--- begin Extracted material ---

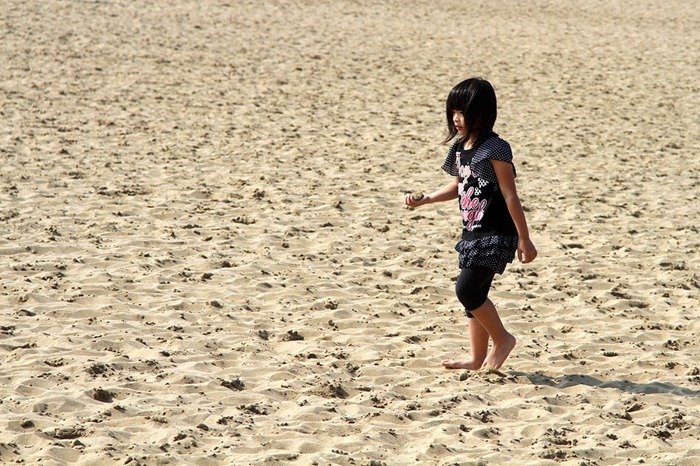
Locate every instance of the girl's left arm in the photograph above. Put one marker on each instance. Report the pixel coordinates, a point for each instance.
(506, 180)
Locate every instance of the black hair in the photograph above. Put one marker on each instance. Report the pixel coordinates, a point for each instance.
(476, 99)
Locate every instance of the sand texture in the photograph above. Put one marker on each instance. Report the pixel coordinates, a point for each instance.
(205, 258)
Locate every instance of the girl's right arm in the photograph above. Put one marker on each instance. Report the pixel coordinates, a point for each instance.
(446, 193)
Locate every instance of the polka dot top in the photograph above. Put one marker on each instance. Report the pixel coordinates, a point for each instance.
(489, 236)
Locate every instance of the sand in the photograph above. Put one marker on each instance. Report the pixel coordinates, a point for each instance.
(205, 258)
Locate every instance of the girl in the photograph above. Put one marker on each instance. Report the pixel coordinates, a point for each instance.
(494, 225)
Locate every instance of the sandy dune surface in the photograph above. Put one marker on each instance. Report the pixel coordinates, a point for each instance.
(205, 258)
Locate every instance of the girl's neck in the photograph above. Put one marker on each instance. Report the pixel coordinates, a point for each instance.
(468, 143)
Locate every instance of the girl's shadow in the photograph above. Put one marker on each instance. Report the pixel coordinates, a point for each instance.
(570, 380)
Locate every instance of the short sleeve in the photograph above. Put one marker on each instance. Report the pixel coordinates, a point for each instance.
(450, 163)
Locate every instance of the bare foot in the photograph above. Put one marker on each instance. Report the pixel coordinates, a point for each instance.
(499, 352)
(470, 365)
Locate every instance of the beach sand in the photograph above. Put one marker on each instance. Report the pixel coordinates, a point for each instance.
(206, 260)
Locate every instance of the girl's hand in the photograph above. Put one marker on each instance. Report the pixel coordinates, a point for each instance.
(411, 202)
(526, 250)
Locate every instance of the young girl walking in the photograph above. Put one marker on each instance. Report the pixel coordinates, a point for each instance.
(493, 222)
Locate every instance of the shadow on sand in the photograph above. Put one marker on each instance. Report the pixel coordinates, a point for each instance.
(570, 380)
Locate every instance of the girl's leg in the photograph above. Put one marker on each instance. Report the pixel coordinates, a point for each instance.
(503, 342)
(472, 289)
(479, 344)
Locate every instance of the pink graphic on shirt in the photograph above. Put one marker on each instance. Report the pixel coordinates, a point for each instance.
(472, 208)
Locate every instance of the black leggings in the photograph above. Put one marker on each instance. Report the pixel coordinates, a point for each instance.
(473, 285)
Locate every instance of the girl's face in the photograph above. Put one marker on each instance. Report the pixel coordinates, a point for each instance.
(458, 120)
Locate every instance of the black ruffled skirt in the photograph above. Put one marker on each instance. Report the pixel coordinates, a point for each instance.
(494, 252)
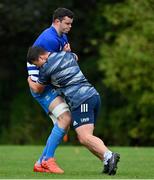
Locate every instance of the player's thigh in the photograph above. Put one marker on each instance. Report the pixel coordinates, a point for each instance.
(46, 98)
(84, 114)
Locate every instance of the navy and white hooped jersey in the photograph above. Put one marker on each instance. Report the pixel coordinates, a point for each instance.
(51, 42)
(63, 71)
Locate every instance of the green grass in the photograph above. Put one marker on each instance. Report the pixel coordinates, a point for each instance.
(78, 163)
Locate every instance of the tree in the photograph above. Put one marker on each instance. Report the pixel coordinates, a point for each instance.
(127, 64)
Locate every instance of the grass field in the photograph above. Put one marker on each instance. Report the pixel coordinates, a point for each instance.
(16, 162)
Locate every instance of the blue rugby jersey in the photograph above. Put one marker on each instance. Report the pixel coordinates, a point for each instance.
(50, 41)
(63, 71)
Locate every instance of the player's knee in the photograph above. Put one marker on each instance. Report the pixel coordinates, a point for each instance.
(60, 110)
(65, 117)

--- end Extracted material ---

- **Set task**
Return to the listing above and set it down exactly, leaving out its pictures.

- **Task result**
Locate every instance of the girl's left arm in the photograph above. Put one marker on each instance. Report the pixel coordinates, a point for each instance.
(506, 180)
Locate every instance of the black hair in the photograph above. Put one marker on each instance. Report the pixel coordinates, a point for each instance.
(476, 99)
Locate every instance of the sand texture in the photograph above. Put one marker on each instance. Report the pixel coordinates, a point for each instance.
(205, 258)
Locate every instance of the girl's right arm in the photograph above. Put one marker on each instance. Report the pixel coordinates, a point for each instance.
(446, 193)
Locate every instance of the polka dot top in the photograph above. Put one marker on each instance. Report the pixel coordinates, a point for each instance.
(489, 236)
Locate every instance of the sand in the photograph above. Put one marker on each instance. Report the pixel coordinates, a point for each instance.
(205, 258)
Locate every instance of the girl in the photograph above. Put one marker on each instance. Report the pixel coordinates, a point for each instance.
(494, 225)
Locate every instance of the sandy dune surface in the photograph above. Put one marker on each instance. Report the pixel coordinates, a point for each instance.
(205, 258)
Locate every instance of the girl's neck in the photograph above. Put one marker on each instance. Report the pixel coordinates, a point for each instance.
(468, 143)
Locate every instance of the girl's shadow in the photograph above. Put one marker on each instance. Report the pixel coordinates, a point for each instance.
(570, 380)
Locate every instance of the short sleeve in the photograph above. Put one marker on each instance. Report the pixel coordinates, a point for each instance.
(450, 163)
Locate every instance of the bare foot in the photograph above. Put one marker on each instance. Report the pixel coordinates, a point for each instance.
(499, 352)
(470, 365)
Locate every instance of the beach sand in the photograph above. Put one marker on each instance. Report the pixel coordinates, a point for each instance.
(206, 260)
Locate every instance of the girl's hand in the photograph above. Put one marker on each instance. Report the pixel coordinates, a point for each instance.
(411, 202)
(526, 250)
Locate every instance of the young girl walking in the photograph above. Put one marker on each instance. Report the pixel coordinates, a point for each instance.
(493, 222)
Locate every instance of the shadow on sand in the photograph above. Put one marker on each instance. Report the pixel coordinates, a point for each instance.
(570, 380)
Locate every instance of the girl's leg in the photograph above. Put one marker on each instance. Report the pixel coordinates, a point for each instance.
(503, 342)
(472, 289)
(479, 344)
Locate every instance of the pink graphic on shirt in the photograph above. Put one marker on each instance. Report the pixel coordinates, a point for each instance.
(472, 208)
Locate every instance of the black leggings in the photograph above. Put one marker on each instance. Report the pixel coordinates, a point for each instance.
(473, 285)
Locate every instance of the girl's face in the photograph above. Put one marker on each instance. Report the pixel coordinates, a point for each instance.
(458, 120)
Locate every instance of the black ruffled skirt in the photograph above. Put one marker on each instance. Report the pixel coordinates, a point for each instance.
(494, 252)
Locate every instance of the player's thigh in the photograph above. Put one marker on each instance. Report the pixel coordinates, a point for each instance.
(46, 98)
(84, 114)
Locate every instance of the navy and white hooped jersey in the photograph above. Put one marker on each instance. Report the pixel coordinates, a point for each instance.
(51, 42)
(63, 71)
Locate every instance of the green grass in the photograph above. Put one marker on each instance. Report the pixel coordinates, a point for each instance.
(78, 163)
Locate every instance of the tree in the photograph above. Put one marker on each instance. Report the pixel coordinates, a point for each instance.
(127, 64)
Locate every instance of the grass field in the photograph above. Put one marker on each instance. Report the pixel coordinates, a point for each instance.
(16, 162)
Locate every instance of the blue rugby jersey in the photograph above. Put one marker on each instance. Report the pixel coordinates, a point for each instance.
(50, 41)
(63, 71)
Locate every instance of the player's knee in the photograph above. Put one marker on each instance. Report the pixel coordinates, a point for each instance.
(60, 110)
(65, 117)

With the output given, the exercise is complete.